> [Requirement]:
Of all the entries below, retype only the lines from the one with "Query: small mountain lake" through the one with "Query: green mountain slope", exactly as they appear.

[Point localization data]
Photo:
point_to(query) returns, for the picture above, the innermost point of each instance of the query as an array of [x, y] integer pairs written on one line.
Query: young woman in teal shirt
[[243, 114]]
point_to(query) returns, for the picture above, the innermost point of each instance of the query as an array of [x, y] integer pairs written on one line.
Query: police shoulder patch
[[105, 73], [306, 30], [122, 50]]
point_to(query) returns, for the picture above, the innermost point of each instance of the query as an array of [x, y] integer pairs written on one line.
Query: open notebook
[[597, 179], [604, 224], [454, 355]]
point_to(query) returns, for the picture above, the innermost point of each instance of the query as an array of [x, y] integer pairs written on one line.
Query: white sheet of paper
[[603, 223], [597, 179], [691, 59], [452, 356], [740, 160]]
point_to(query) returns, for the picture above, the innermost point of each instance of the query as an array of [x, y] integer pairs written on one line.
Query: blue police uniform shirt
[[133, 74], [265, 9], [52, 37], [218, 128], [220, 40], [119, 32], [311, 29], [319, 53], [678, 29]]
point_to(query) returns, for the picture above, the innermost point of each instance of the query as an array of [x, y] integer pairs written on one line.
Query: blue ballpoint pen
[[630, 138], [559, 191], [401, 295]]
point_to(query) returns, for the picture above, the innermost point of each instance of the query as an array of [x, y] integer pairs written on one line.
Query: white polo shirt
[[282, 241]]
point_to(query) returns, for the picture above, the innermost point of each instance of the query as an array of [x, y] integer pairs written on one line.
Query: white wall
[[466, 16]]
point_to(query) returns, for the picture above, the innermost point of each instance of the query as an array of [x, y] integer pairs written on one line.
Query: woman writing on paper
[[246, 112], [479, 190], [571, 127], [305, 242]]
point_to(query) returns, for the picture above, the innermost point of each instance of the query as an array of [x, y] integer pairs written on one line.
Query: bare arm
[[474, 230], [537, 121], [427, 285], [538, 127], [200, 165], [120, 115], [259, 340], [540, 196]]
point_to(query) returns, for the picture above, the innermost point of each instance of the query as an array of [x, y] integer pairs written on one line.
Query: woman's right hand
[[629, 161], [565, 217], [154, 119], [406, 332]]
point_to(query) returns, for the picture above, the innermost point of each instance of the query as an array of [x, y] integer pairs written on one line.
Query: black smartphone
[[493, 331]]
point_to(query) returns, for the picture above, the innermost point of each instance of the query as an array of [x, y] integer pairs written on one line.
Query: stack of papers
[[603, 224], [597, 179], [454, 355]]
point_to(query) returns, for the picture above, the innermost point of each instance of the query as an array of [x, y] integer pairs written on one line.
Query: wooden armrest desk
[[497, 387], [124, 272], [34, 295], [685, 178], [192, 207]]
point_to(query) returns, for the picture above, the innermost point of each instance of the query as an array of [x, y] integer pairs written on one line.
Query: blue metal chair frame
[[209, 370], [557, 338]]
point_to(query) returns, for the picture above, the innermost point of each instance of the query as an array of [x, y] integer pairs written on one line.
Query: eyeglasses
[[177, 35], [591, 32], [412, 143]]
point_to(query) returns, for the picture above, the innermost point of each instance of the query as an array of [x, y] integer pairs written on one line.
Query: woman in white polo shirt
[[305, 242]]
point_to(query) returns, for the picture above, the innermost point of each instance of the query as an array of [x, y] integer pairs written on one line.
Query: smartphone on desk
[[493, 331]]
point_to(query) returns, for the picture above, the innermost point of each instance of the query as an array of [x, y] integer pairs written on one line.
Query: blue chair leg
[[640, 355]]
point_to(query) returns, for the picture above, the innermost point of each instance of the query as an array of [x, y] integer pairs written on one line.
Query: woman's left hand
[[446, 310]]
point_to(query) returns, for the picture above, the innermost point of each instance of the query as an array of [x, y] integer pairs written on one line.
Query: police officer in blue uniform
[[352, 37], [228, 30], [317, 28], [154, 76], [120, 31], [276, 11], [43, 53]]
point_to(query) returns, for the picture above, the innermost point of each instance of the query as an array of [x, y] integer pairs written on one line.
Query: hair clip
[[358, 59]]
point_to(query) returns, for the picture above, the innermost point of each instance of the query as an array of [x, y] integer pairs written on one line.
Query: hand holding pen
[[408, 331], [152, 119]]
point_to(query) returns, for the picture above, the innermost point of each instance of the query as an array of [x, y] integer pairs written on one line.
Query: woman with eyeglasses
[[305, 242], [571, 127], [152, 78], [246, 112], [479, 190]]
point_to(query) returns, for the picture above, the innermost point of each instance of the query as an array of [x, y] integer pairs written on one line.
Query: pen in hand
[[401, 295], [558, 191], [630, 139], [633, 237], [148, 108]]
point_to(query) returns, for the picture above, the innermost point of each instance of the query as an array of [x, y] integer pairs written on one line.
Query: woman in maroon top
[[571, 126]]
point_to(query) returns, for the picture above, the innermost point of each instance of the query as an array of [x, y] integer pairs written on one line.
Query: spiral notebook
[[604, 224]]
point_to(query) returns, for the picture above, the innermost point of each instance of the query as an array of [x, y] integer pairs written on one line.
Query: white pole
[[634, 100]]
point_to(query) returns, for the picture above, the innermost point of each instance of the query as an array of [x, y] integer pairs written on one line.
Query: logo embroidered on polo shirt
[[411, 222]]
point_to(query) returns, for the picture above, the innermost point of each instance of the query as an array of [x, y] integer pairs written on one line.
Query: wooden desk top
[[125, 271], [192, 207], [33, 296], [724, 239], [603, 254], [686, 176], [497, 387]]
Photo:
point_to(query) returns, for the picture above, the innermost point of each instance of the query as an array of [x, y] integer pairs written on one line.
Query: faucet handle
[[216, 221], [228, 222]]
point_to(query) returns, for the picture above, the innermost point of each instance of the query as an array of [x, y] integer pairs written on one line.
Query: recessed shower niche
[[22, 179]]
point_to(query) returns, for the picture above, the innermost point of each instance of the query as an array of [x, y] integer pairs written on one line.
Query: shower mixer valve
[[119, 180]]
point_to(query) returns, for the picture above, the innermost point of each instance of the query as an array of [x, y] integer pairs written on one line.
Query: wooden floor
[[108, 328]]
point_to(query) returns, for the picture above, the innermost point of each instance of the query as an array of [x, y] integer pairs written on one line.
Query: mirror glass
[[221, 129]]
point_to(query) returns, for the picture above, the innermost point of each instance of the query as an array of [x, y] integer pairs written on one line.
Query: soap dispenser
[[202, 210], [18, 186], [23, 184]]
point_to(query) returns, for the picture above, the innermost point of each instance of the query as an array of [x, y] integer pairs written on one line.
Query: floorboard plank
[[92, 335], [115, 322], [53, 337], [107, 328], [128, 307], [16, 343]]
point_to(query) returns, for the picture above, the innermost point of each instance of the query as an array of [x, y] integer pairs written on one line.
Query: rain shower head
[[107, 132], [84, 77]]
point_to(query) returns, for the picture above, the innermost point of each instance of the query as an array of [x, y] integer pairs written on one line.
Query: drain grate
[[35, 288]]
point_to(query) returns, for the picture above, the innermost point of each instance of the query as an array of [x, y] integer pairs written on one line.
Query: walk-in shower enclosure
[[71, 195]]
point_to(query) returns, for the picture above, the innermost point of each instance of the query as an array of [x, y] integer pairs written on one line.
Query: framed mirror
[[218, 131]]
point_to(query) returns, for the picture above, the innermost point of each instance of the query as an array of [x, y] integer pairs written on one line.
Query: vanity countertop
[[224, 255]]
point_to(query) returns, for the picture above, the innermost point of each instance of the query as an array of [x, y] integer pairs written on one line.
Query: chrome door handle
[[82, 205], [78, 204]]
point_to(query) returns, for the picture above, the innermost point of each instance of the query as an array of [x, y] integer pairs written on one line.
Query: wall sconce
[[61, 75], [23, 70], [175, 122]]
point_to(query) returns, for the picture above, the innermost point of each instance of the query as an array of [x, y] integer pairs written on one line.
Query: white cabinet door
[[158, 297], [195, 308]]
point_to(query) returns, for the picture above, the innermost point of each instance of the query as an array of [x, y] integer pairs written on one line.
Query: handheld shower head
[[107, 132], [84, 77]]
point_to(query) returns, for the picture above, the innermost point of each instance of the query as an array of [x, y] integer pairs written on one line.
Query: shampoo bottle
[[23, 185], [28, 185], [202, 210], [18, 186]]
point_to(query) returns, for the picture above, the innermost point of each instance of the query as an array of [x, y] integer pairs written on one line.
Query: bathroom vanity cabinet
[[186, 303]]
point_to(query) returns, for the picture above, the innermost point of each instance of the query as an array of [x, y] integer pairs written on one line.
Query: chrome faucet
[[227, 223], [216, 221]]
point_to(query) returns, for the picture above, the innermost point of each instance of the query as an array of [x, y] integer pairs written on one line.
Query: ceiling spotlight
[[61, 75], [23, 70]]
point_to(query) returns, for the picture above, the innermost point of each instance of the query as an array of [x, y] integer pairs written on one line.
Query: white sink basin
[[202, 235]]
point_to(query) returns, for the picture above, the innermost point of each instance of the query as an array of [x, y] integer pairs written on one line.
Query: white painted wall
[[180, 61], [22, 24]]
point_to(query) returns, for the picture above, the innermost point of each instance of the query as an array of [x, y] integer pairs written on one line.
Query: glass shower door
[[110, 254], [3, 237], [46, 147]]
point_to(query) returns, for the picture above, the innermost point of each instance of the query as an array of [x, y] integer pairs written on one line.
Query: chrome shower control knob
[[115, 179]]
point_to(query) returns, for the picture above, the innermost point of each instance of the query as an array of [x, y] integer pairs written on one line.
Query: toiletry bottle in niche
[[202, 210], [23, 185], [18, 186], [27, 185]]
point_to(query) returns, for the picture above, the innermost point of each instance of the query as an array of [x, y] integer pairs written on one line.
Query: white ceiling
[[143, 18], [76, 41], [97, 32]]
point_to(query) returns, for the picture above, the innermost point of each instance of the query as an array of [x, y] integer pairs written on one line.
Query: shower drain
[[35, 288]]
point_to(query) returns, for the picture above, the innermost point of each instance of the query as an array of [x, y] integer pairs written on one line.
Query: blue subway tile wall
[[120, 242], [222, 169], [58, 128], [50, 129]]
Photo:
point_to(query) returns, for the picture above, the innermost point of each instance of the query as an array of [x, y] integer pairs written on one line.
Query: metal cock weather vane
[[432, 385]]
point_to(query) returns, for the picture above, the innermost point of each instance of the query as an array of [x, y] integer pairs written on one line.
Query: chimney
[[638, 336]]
* * *
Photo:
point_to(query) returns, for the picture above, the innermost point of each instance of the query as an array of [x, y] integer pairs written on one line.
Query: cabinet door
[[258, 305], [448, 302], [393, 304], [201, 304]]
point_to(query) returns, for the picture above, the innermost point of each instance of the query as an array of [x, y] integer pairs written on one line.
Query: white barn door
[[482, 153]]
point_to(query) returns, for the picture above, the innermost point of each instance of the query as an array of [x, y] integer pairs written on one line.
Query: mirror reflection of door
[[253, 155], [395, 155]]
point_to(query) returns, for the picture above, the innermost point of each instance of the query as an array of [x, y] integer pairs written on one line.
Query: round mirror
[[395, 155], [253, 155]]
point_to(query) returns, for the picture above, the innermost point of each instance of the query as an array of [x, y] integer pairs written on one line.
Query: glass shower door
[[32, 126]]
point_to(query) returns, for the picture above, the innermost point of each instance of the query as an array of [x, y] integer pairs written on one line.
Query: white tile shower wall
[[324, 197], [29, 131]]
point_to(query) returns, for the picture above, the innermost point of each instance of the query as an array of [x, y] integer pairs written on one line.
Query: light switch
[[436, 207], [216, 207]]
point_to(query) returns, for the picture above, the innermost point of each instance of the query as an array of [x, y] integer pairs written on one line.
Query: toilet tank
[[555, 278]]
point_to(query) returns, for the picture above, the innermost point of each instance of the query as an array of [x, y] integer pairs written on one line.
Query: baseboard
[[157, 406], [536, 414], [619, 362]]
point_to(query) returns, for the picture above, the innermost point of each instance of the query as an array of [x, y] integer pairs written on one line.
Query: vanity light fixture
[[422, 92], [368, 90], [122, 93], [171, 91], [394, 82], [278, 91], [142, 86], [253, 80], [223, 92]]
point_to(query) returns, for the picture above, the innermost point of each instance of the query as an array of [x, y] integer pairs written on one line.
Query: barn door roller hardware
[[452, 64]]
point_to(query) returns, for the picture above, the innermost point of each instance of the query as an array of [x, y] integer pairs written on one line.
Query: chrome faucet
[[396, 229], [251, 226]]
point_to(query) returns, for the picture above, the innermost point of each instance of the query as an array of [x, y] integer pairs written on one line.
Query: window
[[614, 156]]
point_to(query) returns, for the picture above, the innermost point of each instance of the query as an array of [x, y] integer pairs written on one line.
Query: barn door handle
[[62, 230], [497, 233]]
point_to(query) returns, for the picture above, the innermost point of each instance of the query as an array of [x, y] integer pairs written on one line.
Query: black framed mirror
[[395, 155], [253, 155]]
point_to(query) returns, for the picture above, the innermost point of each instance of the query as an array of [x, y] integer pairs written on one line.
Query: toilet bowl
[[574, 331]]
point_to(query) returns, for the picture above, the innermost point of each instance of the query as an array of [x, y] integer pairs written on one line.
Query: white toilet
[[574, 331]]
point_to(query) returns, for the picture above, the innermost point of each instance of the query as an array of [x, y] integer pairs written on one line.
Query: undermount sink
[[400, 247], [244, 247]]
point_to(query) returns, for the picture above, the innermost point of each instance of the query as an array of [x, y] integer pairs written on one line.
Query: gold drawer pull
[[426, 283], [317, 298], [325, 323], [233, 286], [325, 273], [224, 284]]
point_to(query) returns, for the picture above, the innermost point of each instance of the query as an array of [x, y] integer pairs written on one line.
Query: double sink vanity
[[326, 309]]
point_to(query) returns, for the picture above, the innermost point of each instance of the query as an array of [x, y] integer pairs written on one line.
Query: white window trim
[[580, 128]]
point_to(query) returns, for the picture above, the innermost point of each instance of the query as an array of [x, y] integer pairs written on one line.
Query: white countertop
---
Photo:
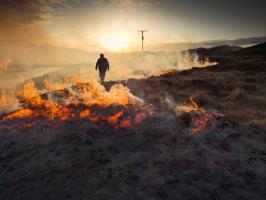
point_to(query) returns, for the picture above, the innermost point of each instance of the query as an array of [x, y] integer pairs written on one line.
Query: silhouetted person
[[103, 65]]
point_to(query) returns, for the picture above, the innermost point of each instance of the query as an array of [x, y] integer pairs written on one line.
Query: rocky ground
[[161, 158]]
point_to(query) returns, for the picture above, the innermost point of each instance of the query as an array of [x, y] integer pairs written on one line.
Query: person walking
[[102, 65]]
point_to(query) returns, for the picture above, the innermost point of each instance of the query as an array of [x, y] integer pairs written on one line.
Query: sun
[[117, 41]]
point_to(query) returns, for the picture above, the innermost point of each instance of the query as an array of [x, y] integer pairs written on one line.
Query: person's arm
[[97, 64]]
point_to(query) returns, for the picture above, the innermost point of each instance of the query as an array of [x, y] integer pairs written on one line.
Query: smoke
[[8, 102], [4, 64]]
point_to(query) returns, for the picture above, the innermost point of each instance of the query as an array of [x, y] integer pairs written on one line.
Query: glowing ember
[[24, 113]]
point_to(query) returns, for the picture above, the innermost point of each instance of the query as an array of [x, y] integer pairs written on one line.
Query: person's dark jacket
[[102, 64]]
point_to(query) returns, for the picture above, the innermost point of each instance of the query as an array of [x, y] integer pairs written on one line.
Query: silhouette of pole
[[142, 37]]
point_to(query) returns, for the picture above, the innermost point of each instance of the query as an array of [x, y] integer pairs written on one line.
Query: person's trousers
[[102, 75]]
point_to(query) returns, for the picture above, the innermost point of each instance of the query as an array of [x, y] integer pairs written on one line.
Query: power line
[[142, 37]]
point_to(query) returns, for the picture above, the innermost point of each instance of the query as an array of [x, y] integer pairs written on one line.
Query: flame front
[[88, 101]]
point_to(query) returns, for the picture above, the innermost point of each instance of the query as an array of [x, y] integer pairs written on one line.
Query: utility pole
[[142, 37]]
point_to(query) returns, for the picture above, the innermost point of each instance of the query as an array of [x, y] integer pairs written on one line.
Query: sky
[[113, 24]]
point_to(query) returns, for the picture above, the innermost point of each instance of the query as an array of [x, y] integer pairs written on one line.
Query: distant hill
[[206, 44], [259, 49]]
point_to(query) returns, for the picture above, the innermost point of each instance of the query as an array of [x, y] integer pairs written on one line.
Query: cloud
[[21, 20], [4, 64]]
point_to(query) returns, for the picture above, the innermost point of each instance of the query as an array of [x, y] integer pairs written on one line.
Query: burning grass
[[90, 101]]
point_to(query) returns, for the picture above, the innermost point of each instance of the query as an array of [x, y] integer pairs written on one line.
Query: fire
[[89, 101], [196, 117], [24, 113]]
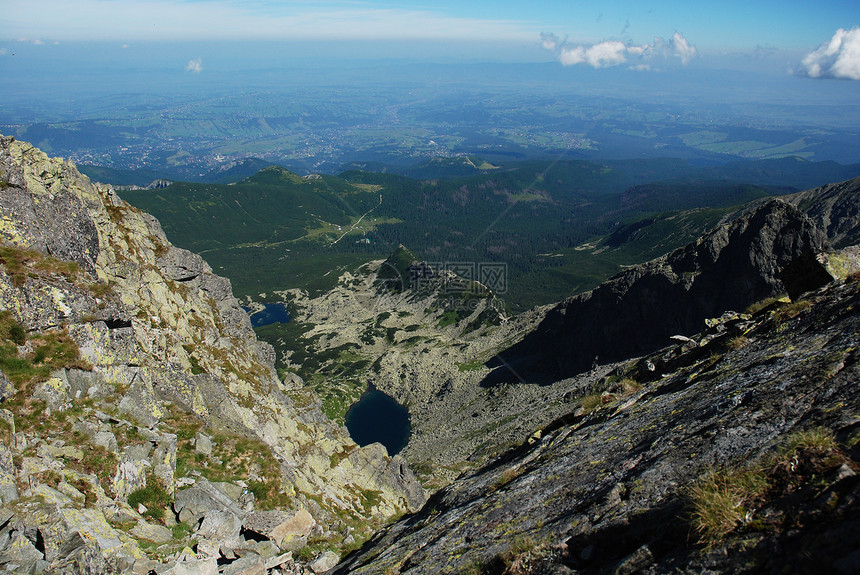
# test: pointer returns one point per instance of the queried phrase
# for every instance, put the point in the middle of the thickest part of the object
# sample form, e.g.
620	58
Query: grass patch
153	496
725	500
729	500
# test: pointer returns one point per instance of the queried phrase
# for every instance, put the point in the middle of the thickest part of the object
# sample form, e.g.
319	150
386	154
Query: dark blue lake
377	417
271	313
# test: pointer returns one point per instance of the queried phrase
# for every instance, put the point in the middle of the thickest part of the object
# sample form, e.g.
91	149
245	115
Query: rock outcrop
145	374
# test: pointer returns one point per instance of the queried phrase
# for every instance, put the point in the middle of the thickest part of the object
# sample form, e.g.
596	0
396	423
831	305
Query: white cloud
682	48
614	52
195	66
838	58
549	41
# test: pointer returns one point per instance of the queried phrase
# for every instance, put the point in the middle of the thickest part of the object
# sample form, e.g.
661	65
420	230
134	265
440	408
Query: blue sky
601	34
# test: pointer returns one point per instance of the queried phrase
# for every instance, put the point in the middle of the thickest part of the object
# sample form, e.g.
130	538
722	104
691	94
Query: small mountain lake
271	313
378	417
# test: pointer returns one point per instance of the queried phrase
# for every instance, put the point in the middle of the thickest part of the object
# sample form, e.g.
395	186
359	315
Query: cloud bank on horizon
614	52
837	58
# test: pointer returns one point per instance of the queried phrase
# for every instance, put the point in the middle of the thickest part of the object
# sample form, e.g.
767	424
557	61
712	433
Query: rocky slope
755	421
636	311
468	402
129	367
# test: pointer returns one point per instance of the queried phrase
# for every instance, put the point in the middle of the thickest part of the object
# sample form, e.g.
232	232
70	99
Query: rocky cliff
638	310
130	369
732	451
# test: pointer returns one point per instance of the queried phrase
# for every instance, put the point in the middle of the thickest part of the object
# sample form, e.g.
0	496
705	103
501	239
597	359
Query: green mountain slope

> [Your response]:
Query: small mountain lake
271	313
378	417
# test: pointer returns one point per instance of the queried phrase
# for every instance, put the point in the middle of the thickest part of the object
# sample form, e.g.
395	186
359	315
Query: cloud bank on horizon
614	52
837	58
# test: pointer returns one point per instance of the queried phrase
# for every instance, put the point in the middle of the thickest part of the object
# sample form, e.g.
767	424
557	61
712	433
Query: rocky slope
755	421
636	311
468	402
129	367
# test: pointer returns one point per instance of the queried phrase
# for every instance, put the point in the middle of the thickest part of the object
# sample form, e.g.
232	232
70	99
Query: rocky cliff
638	310
130	369
732	451
# test: pointer returns one point per instance of the queried phrase
# for every instance, put the point in the middle of the thickest part of the object
# sample form, e.g.
0	496
705	103
501	239
597	359
Query: green mountain slope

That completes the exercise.